* [Work request]:
Exactly as they stand, set down the following records once more.
··· Data in this exercise ···
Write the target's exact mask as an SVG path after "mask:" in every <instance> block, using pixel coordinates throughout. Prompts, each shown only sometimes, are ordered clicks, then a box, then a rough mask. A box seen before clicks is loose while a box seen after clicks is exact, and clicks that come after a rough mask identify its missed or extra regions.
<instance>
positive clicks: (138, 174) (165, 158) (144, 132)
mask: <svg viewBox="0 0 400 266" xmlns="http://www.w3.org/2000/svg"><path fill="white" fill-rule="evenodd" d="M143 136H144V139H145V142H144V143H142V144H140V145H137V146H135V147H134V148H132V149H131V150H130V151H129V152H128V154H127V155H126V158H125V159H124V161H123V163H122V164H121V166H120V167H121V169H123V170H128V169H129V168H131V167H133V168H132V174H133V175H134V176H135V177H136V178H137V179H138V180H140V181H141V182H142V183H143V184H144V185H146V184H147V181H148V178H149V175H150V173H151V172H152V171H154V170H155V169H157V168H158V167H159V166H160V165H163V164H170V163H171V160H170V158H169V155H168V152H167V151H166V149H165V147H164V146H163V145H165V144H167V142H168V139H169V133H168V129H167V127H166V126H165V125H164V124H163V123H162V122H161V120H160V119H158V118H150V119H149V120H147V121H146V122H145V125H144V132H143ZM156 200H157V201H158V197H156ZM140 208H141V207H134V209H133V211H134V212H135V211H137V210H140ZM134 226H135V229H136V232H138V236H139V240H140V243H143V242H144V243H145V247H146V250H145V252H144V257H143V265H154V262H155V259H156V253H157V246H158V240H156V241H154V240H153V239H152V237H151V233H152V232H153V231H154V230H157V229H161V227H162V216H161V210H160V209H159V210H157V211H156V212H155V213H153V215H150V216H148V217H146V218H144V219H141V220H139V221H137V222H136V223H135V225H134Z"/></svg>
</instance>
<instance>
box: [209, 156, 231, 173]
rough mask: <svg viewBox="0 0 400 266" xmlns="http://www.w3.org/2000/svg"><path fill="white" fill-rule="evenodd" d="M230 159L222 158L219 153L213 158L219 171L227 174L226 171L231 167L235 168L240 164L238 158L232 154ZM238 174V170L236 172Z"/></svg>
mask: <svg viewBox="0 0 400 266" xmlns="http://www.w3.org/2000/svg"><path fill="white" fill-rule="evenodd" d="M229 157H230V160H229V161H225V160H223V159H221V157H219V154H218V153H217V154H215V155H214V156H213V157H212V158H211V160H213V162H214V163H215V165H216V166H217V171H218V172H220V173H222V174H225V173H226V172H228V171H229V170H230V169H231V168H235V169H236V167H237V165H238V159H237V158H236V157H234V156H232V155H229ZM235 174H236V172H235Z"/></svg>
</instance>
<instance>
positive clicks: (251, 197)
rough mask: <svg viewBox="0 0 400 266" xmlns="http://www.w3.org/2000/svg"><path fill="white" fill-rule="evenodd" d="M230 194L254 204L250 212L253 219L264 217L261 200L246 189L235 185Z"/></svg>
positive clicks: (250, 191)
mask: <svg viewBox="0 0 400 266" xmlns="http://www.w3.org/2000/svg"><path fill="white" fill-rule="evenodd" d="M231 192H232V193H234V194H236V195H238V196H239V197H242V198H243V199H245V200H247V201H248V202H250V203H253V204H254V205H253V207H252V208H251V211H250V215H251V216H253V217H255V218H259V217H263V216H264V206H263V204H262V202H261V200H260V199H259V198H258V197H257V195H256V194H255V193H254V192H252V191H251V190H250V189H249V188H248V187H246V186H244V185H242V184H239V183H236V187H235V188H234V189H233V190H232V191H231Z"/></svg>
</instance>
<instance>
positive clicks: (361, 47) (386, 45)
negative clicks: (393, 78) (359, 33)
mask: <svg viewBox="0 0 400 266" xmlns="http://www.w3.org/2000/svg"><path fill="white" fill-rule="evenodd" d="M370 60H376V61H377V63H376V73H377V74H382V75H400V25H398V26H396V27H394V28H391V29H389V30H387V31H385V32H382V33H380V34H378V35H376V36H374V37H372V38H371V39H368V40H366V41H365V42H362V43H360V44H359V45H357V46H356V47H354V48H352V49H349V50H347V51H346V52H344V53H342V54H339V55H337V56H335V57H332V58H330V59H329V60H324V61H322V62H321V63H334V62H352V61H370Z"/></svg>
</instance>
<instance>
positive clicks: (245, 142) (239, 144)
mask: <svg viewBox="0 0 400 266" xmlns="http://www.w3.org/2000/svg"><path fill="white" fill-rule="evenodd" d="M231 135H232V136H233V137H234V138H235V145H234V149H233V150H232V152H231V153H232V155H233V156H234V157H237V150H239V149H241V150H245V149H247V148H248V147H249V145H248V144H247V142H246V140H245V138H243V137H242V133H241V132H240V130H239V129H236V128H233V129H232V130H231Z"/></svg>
···
* [Expected answer]:
Write the target's exact mask as an SVG path after "mask:" in every <instance> block, using pixel coordinates throughout. Prompts, each shown only sometimes, are ordered clicks, then a box, then a rough mask. A box seen before clicks is loose while a box seen after clicks is exact, and clicks that come after a rough mask identify its missed or extra regions.
<instance>
positive clicks: (138, 174) (165, 158) (144, 132)
mask: <svg viewBox="0 0 400 266" xmlns="http://www.w3.org/2000/svg"><path fill="white" fill-rule="evenodd" d="M143 136H144V139H145V142H144V143H142V144H140V145H137V146H135V147H134V148H132V149H131V150H130V151H129V152H128V154H127V155H126V158H125V159H124V161H123V163H122V164H121V166H120V167H121V169H123V170H128V169H129V168H131V167H133V168H132V174H133V175H134V176H135V177H136V178H137V179H138V180H140V181H141V182H142V183H143V184H144V185H146V184H147V181H148V178H149V175H150V173H151V172H152V171H154V170H155V169H157V168H158V167H159V166H160V165H163V164H170V163H171V160H170V158H169V155H168V152H167V151H166V149H165V147H164V146H163V145H165V144H167V142H168V139H169V133H168V129H167V127H166V126H165V125H164V124H163V123H162V122H161V120H160V119H158V118H150V119H149V120H147V121H146V122H145V125H144V132H143ZM156 200H157V201H158V197H156ZM140 208H141V207H134V209H133V211H134V212H135V211H137V210H140ZM134 226H135V229H136V232H138V236H139V240H140V243H143V242H144V243H145V247H146V250H145V252H144V257H143V265H154V262H155V259H156V253H157V246H158V240H156V241H154V240H153V239H152V237H151V233H152V232H153V231H154V230H157V229H161V227H162V216H161V210H160V209H159V210H157V211H156V212H155V213H153V215H150V216H148V217H146V218H144V219H141V220H139V221H137V222H136V223H135V225H134Z"/></svg>
</instance>
<instance>
box: [209, 156, 231, 173]
rough mask: <svg viewBox="0 0 400 266" xmlns="http://www.w3.org/2000/svg"><path fill="white" fill-rule="evenodd" d="M230 159L222 158L219 153L213 158L219 171L227 174L226 171L231 167L235 168L240 164L238 158L232 154ZM238 174V170L236 172Z"/></svg>
mask: <svg viewBox="0 0 400 266" xmlns="http://www.w3.org/2000/svg"><path fill="white" fill-rule="evenodd" d="M229 157H230V160H229V161H225V160H223V159H221V157H219V154H218V153H217V154H215V155H214V156H213V157H212V158H211V160H213V162H214V163H215V165H216V166H217V171H218V172H220V173H222V174H225V173H226V172H228V171H229V170H230V169H231V168H235V169H236V167H237V165H238V159H237V158H236V157H234V156H232V155H229ZM235 174H236V172H235Z"/></svg>
</instance>
<instance>
positive clicks: (251, 197)
rough mask: <svg viewBox="0 0 400 266" xmlns="http://www.w3.org/2000/svg"><path fill="white" fill-rule="evenodd" d="M230 194L254 204L250 212L253 219L264 217L261 200L246 189L235 185Z"/></svg>
positive clicks: (250, 191)
mask: <svg viewBox="0 0 400 266" xmlns="http://www.w3.org/2000/svg"><path fill="white" fill-rule="evenodd" d="M231 192H232V193H234V194H236V195H238V196H239V197H242V198H243V199H245V200H247V201H248V202H250V203H253V204H254V205H253V207H252V208H251V211H250V215H251V216H253V217H255V218H259V217H263V216H264V206H263V204H262V202H261V200H260V199H259V198H258V197H257V195H256V194H255V193H254V192H252V191H251V190H250V189H249V188H248V187H246V186H244V185H242V184H239V183H236V187H235V188H234V189H233V190H232V191H231Z"/></svg>
</instance>
<instance>
positive clicks: (361, 47) (386, 45)
negative clicks: (393, 78) (359, 33)
mask: <svg viewBox="0 0 400 266" xmlns="http://www.w3.org/2000/svg"><path fill="white" fill-rule="evenodd" d="M370 60H376V61H377V63H376V73H377V74H382V75H400V25H398V26H396V27H394V28H391V29H389V30H387V31H385V32H382V33H380V34H378V35H376V36H374V37H372V38H371V39H368V40H366V41H365V42H362V43H360V44H359V45H357V46H356V47H354V48H352V49H349V50H347V51H346V52H344V53H342V54H339V55H337V56H335V57H332V58H330V59H329V60H324V61H322V62H321V63H334V62H352V61H370Z"/></svg>
</instance>
<instance>
positive clicks: (245, 142) (239, 144)
mask: <svg viewBox="0 0 400 266" xmlns="http://www.w3.org/2000/svg"><path fill="white" fill-rule="evenodd" d="M231 135H232V136H233V137H234V138H235V145H234V149H233V150H232V152H231V153H232V155H233V156H234V157H237V150H239V149H241V150H245V149H247V148H248V147H249V145H248V144H247V142H246V140H245V138H243V137H242V133H241V132H240V130H239V129H236V128H233V129H232V130H231Z"/></svg>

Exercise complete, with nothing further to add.